— start DOCUMENT EXTRACT —

Public transit vehicles may be the key to China's success in the U.S. auto market. Chinese company BYD, based in Shenzhen, is manufacturing electric buses. It's an appealing option for a place like California, where emission standards are strict.

At BYD's North American headquarters in Los Angeles, one of the 40-foot electric K9 buses sits on display. BYD Fleet Sales Manager James Holtz sits in the driver's seat and pushes the power button on the dashboard.

Unlike a grumbling diesel engine, this electric bus is quiet. Holtz walks out to the rear of the vehicle and opens the back hatch to reveal its electric components.

"Because it's non-internal combustion, you don't have the moving parts," says Holtz. "You don't have the belts, you don't have the soot, you don't have all the oil. It's a lot cleaner."

This bus can run up to 155 miles on a single charge. It's equipped with huge battery packs located inside the bus columns, behind the rear wheels and mounted on top of the bus.

"It takes about five hours to fully charge our bus from zero state of charge to 100 percent," says Holtz.

BYD already has buses running at Denver International Airport and Disneyworld in Orlando. Fla. Just last month, Los Angeles Metro purchased five buses and nearby Long Beach Transit bought 10.

"It offers opportunities to implement and evaluate a new technology," says Richard Hunt, general manager of Metro's Transit Capital Programs. "They call this the cutting edge or the bleeding edge and we want to be cutting, we don't want to be bleeding. So we're going to evaluate these vehicles very carefully."

Those buses LA bought will be manufactured up the road in Lancaster, Calif., next year. Micheal Austin, vice president of BYD America, says it's a huge step for China's auto industry.

— end DOCUMENT EXTRACT —

* STATED EXERCISE A
Rewrite everything from the row containing "of the rocky" down to the last row, renaming "small shrub" as "low bush" and leaving the rest unchanged.

— start INFORMATION SUPPLIED —

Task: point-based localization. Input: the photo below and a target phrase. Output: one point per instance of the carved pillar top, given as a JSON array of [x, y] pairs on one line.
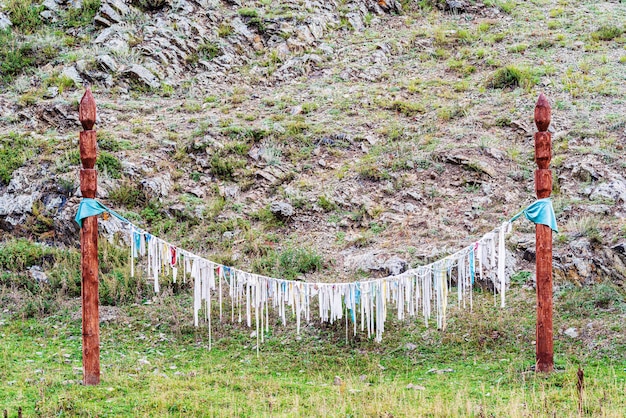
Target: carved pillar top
[[87, 111], [543, 113]]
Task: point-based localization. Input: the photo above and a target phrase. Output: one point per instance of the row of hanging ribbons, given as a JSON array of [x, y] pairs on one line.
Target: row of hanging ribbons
[[422, 291]]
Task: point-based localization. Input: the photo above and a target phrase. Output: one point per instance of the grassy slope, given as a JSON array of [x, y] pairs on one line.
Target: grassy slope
[[152, 364], [412, 110]]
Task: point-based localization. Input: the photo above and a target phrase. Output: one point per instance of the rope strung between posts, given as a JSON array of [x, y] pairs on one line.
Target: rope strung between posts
[[423, 290]]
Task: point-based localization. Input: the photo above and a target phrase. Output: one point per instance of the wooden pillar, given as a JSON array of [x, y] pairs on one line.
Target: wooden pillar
[[543, 238], [89, 244]]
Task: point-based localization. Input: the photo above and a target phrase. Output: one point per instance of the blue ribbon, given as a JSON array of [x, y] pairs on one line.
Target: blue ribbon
[[540, 212], [91, 207]]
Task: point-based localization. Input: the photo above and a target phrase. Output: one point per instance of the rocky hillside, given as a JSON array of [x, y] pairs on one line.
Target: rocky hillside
[[324, 139]]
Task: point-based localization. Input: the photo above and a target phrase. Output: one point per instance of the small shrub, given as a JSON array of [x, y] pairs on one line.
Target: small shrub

— end INFORMATION SUPPLIED —

* STATED EXERCISE B
According to the electric bus article, how long does it take to fully charge the K9 bus?

* EXPECTED OUTPUT A
Task: point-based localization. Input: the photo above and a target phrase. Output: one point per instance of the rocky hillside, given as a JSON array of [x, y] pairs on one line.
Target: rocky hillside
[[324, 139]]
Task: point-based localization. Input: the photo above and a target phrase. Output: one point per instance of the low bush, given as a JSON array of [x, y] pairs on one line.
Target: low bush

* EXPECTED OUTPUT B
About five hours, from zero state of charge to 100 percent.